-- WORK TO COMPLETE --
Leave out the pictures and restate every entry word for word.

[DATA — start]

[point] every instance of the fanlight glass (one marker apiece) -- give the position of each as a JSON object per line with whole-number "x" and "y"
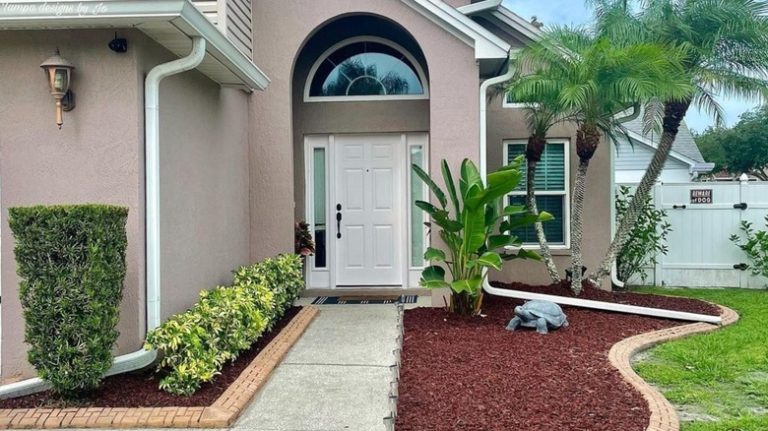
{"x": 366, "y": 69}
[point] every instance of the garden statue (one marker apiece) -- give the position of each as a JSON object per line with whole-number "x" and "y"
{"x": 538, "y": 314}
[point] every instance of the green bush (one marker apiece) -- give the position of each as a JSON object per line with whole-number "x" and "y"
{"x": 755, "y": 246}
{"x": 196, "y": 344}
{"x": 647, "y": 239}
{"x": 71, "y": 260}
{"x": 281, "y": 274}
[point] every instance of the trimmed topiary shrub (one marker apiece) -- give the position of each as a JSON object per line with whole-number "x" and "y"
{"x": 195, "y": 345}
{"x": 71, "y": 260}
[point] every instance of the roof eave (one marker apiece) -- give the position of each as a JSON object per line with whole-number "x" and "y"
{"x": 486, "y": 44}
{"x": 648, "y": 142}
{"x": 31, "y": 15}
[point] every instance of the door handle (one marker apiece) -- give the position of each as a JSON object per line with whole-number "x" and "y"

[DATA — finish]

-- RESPONSE FOR THIS EXERCISE --
[point] every instance of the fanlight glass (one marker apiece) -- give the position of each as a JSON object per line with whole-number "x" and "y"
{"x": 366, "y": 69}
[point] every instance of the garden statue (one marker apiece) -- give the position of each as a JSON object per line with whole-number "x" and "y"
{"x": 538, "y": 314}
[point] every instance of the green bush (one marker apiece) -- give the position of each as a JSON object per line with whole-number "x" and "y"
{"x": 755, "y": 246}
{"x": 196, "y": 344}
{"x": 647, "y": 239}
{"x": 71, "y": 260}
{"x": 281, "y": 274}
[point] every instance of the trimmed topiary shrub (one marker apiece) -- give the position of each as a JSON object per line with whole-number "x" and "y"
{"x": 195, "y": 345}
{"x": 71, "y": 260}
[point] every instance of the roof eave (one marker apiece) -- give the position of each as a JSON object per line with whole-number "x" and "y"
{"x": 486, "y": 44}
{"x": 648, "y": 142}
{"x": 31, "y": 15}
[point] every instance of the door handle (one marker apiece) -- give the position of each as a JSON object per line with whole-number "x" and "y"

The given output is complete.